After minor surgery, Gardner close to 100 percent
Yankees outfielder undergoes procedure for core muscle injury
NEW YORK -- Brett Gardner had a minor surgical procedure in October to address a core muscle injury and expects to be ready for Spring Training, the Yankees outfielder said in a radio interview on Wednesday.
Gardner told MLB Network Radio that he is completing his physical therapy following the surgery, which he hopes will correct an injury that affected Gardner in both July and September of this past season.
The Yankees said that Gardner had the procedure performed on his right rectus abdominis muscle on Oct. 16. The surgery was performed by Dr. William Meyers at the Philadelphia Vincera Institute in Philadelphia.
"I'm just about feeling 90 to 95 percent from that," Gardner said. "I should be back to 100 percent here in about a week or so and pretty much have my normal offseason from here on out, and get ready for 2015."
Gardner, 31, batted .256 with a career-high 17 home runs and 58 RBIs in 148 games for New York this past season, serving as the starting left fielder and having inked a four-year, $52 million contract extension that will kick in next year.

Requirement 1: Copy the Brett Gardner surgery article word for word from "The Yankees said" to "Institute in Philadelphia.".
Requirement 2: Continue the article on Brett Gardner's core muscle surgery from where it stops.

Information shown:

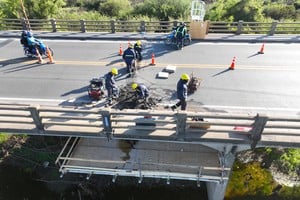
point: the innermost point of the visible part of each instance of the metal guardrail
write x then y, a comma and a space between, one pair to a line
151, 125
114, 26
69, 164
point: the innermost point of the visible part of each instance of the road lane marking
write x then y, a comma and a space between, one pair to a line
251, 108
31, 100
125, 41
179, 65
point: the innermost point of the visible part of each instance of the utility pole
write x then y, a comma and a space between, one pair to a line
25, 16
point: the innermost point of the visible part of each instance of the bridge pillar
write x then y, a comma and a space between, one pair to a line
216, 190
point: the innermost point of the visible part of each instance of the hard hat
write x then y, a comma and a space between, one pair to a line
29, 34
24, 32
134, 86
185, 77
114, 71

Answer space 1:
The Yankees said that Gardner had the procedure performed on his right rectus abdominis muscle on Oct. 16. The surgery was performed by Dr. William Meyers at the Philadelphia Vincera Institute in Philadelphia.

Answer space 2:
He missed a game on July 9 in Cleveland with what was initially feared to be a hernia, and Gardner's September performance was affected by a recurrence of what was described at the time as a lower abdominal strain.
Gardner logged just 12 hits in his final 72 at-bats of the year (.167), knocking 11 points off his season batting average.
"I think here in the next week or two, I'll be pretty darn close to 100 percent and just be able to go through my normal offseason routine," Gardner said. "That's one of the reasons we just went ahead and got it done after the season.
"Obviously without making the playoffs, we had a much longer offseason than we would have liked, but it also gave me a little extra time on the front end to get this thing taken care of and not have it be an issue next year. I'm looking forward to having that behind me pretty soon."